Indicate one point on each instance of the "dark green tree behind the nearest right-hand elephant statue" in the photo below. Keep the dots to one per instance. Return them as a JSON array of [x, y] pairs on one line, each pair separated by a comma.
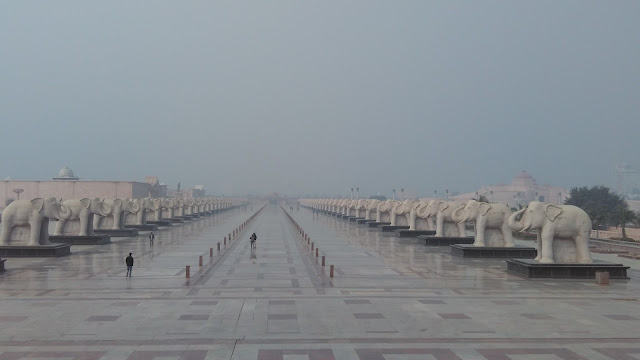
[[602, 205]]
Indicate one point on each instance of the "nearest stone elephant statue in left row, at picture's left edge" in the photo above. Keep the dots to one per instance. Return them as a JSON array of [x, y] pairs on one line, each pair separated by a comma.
[[34, 214]]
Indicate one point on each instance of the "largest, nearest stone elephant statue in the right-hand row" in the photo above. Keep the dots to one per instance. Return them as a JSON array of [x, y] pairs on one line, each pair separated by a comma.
[[563, 231]]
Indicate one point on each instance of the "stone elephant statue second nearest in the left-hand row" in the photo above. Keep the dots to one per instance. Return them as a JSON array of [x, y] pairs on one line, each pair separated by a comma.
[[82, 212]]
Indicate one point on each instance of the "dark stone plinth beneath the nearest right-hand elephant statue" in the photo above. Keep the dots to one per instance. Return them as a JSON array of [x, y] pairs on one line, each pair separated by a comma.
[[532, 269]]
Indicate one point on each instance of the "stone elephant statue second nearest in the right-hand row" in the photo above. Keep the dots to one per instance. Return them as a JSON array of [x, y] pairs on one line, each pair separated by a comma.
[[492, 222]]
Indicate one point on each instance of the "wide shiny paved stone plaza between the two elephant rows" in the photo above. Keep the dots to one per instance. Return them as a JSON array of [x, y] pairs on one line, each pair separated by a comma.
[[391, 298]]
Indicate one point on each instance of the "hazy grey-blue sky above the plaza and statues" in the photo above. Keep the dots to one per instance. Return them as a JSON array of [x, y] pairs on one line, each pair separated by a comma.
[[301, 96]]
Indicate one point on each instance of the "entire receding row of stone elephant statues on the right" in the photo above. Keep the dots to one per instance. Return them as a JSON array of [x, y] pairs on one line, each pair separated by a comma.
[[562, 230]]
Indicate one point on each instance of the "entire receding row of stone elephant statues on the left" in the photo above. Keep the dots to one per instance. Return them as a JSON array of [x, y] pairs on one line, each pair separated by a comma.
[[29, 219]]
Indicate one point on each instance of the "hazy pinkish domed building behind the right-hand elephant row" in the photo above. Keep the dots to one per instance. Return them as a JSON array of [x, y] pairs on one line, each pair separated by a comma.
[[523, 189]]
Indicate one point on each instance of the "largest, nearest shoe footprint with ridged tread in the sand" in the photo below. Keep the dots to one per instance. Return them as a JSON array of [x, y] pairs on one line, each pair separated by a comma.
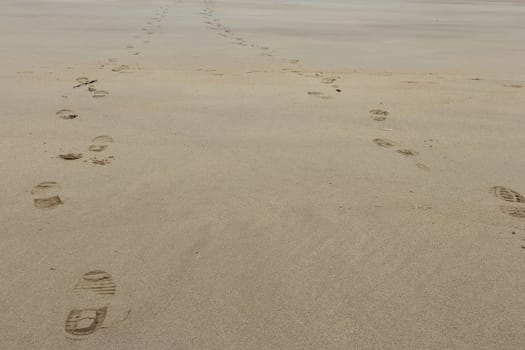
[[93, 294]]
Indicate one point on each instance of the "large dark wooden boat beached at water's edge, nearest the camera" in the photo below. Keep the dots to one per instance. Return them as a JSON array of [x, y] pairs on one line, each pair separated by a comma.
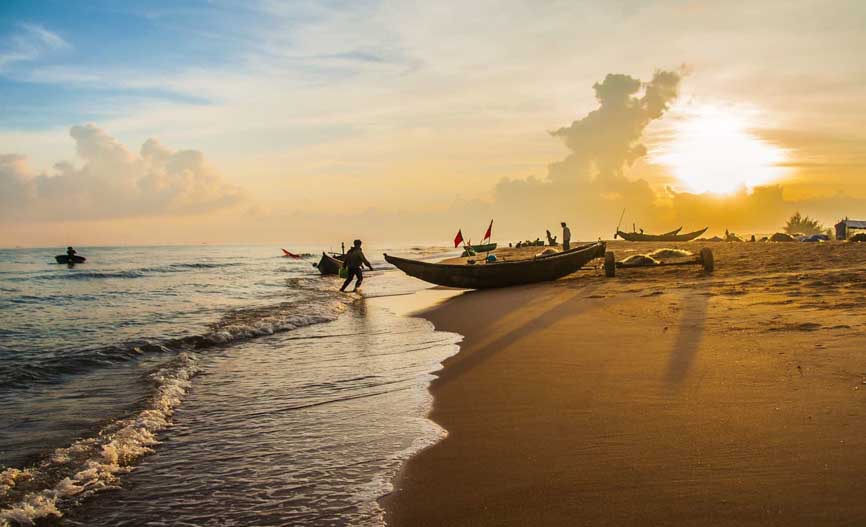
[[501, 273]]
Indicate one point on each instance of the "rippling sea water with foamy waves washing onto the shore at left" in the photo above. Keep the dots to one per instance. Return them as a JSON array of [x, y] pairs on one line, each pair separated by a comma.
[[206, 386]]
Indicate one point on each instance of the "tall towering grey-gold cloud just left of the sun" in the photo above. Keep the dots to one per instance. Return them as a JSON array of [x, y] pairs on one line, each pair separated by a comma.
[[589, 184]]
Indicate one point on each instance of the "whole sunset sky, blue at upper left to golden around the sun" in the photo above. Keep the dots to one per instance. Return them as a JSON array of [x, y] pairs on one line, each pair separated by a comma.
[[314, 122]]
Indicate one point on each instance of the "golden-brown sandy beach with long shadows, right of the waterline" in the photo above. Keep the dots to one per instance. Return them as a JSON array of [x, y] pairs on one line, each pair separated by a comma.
[[660, 397]]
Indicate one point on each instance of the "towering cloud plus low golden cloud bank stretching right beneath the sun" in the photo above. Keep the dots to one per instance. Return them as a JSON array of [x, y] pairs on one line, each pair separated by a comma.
[[593, 184]]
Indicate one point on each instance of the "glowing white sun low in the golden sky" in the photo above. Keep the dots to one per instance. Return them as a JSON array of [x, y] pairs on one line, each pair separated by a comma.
[[712, 150]]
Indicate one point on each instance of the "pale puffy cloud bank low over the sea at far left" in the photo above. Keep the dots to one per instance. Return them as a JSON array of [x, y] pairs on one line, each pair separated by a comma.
[[113, 182]]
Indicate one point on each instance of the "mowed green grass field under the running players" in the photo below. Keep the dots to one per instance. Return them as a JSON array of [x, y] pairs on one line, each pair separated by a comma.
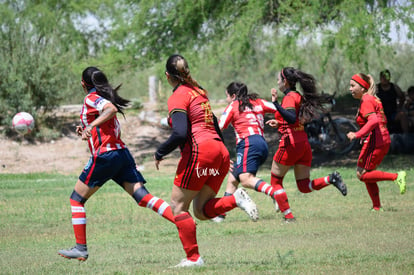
[[333, 234]]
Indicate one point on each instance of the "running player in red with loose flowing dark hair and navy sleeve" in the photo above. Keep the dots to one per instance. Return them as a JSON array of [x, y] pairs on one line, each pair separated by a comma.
[[294, 149]]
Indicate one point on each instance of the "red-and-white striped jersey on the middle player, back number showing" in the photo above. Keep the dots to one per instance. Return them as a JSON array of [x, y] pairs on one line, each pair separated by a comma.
[[249, 122]]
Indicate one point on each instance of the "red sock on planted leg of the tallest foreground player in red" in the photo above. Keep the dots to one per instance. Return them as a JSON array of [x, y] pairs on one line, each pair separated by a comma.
[[187, 233]]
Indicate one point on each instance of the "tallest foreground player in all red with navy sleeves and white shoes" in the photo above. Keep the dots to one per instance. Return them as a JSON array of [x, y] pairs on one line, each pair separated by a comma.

*What you will do:* Reproduce each entry exactly as given; no pictures, please.

*Problem solution:*
Indicate one point on each instance of the "dark green tree behind the nearest right-hand elephant statue" in the photo below. Keep the dots to one per instance. Return them as a JSON array of [x, y] pairs on one line, each pair separated by a comma.
[[602, 205]]
Indicate one point on each instance of the "nearest stone elephant statue in left row, at picture's left edge" in the photo above. Keep the dots to one per instance. Return them as a JSON array of [x, y] pairs on one line, each pair separated by a comma.
[[34, 214]]
Indicate one point on each instance of the "largest, nearest stone elephant statue in the right-hand row" in the photo above. Keep the dots to one per instance. Return them as a JSON array of [x, y] pairs on one line, each pair separated by a comma.
[[563, 231]]
Indicate one point on each instance of the "stone elephant statue second nearest in the left-hand row" in the photo above. Keep the dots to one per instance. Return them as a JSON array of [x, y] pairs on one line, each pair separated by a comma.
[[82, 212]]
Indicate one point on each instance of the "dark stone plinth beneath the nearest right-hand elephant statue" in the photo above. Keep the dots to one per instance. Return them as a JSON array of [x, y] pairs on one line, each pair separated by a comma.
[[532, 269]]
Indicate one point on each instance of the "stone elephant statue second nearest in the right-hand row" in the photo above. Keep the dots to one per instance. Return them as a JSON array of [x, y] pairs on one line, each pair separated by a comma.
[[492, 222]]
Indicate one point on each instance of the "wide shiny paved stone plaza between the two elephant rows" in the photo above. Keep the dots to one per instance. Return them as a JSON array of [x, y] pairs on one line, each pair separated by a comma.
[[391, 298]]
Indicate one point on each instance of the "hazy grey-blue sky above the plaza and statues" in the photo above. Keep the dots to one per instance. Return them as a JSON array of [x, y] pairs on one line, each pair separated by a comma.
[[301, 96]]
Indicate one point on each instance of the "entire receding row of stone elephant statues on the right" in the photo above. Keep the dots to one per instance. Return them as a JSON array of [x, y] pairs on one line, each pair separated by a comma.
[[562, 230]]
Indicate one point on each instance of the "entire receding row of stone elephant statues on the left" in the photo above. Keep the dots to one per instance. Return them as a JSON array of [x, y] pairs on one line, each pair separated by a comma.
[[29, 219]]
Indicate one point on each instance of the "hazy pinkish domed building behind the right-hand elephant row" in the photo above. Keep the dots to one per instance. Return them as a JSON array of [x, y] pairs on one line, each pair separated by a comma.
[[523, 189]]
Indicate one point on each instance of the "largest, nearest shoe footprint with ridged tread in the sand" in the photo below. Keep the dots to one per instance. Return them as a JSON array of [x, y] pairs on one line, each pair separated by a comma.
[[93, 294]]
Indicate one point on each instance of the "large dark wooden boat beached at water's edge, nearest the camera" in the photo below. Keep the dots to one per instance. Return them as a JSON array of [x, y] pairs on one line, each pair separated by a comma.
[[501, 273]]
Indicate one point on each instance of the "rippling sea water with foamy waves washing onto the shore at left" in the photo above. Keep the dots to one per instance. Return them as a JSON array of [x, y] pairs on one line, each pair separated by a comma.
[[206, 386]]
Indicate one point on each instance of the "tall towering grey-gold cloud just left of the sun" in the photo above. Keep the dots to one per instance. Return them as a JSON array of [x, y] pairs on one line, each pair separated by a comma.
[[589, 184]]
Indicate one point on each instance of the "whole sunset sky, blue at upper left to golden around the sun" in the photo above. Keep the dots to one per instance. Return them as a JSON array of [x, y] pairs on one line, each pair separated by a comma.
[[314, 122]]
Indicate one point on each instance of the "golden-brown sandy beach with long shadows, right of the waterline" in the photo above. Keep the dots to one per instance. Return them as a JSON array of [x, y] pairs on one line, each pair separated by a comma.
[[660, 397]]
Indicate one point on each instance of the "towering cloud plus low golden cloud bank stretching right beneath the sun" in the photo above. Keep the dots to one per instance. Return them as a JSON array of [x, y] pairs on one line, each pair separated by a comma.
[[593, 184]]
Indicate one point on each instance of the "glowing white sun low in the golden sky" in the photo above. Keep the dots to one per instance. Return them as a JSON array of [x, y] pairs on one line, each pair separated by a comma.
[[712, 150]]
Indicate one point on each instance of the "pale puffy cloud bank low over the sea at far left" in the photo above. Keep the dots to one per instance. Return them as a JSON array of [x, y] pairs on one line, each pair separated by a comma.
[[113, 182]]
Indicate one point on each instance of the "mowed green grass field under the running players" in the photo below. Keep the dots to one per instance. Return them as a JSON array of [x, y] pairs on one line, each pair separated by a comma.
[[333, 234]]
Indicate one point on each instance of the "running player in red with loose flowing dark hair and navy sleeve" in the photo above. Keep the dots to one per instance. Return them as a JSON array of [x, y] pairs on one line, each pair separated by a comma.
[[294, 149]]
Indicate one point on each instance of the "red-and-white striped jersey on the middle player, back number showing" in the photo above. Keep the dots to one per instance. Return them as a JSON array of [x, y] pairs on one line, each pair separated by a comma.
[[249, 122]]
Indicate one point on each instance of the "red sock on planted leg of the tallest foreground player in red" in the photo above. Keep the dots to one per instance. Return them as a JSON array of [x, y] pairs on one line, each pair separated by a comma.
[[187, 233]]
Indicate one point on each instance of the "tallest foreground player in all red with navy sleeves and white shoes" in the photo above. Keep the dots to one per instance. Return them as a JSON array of [x, y] pairs on one line, each pair separated by a comma.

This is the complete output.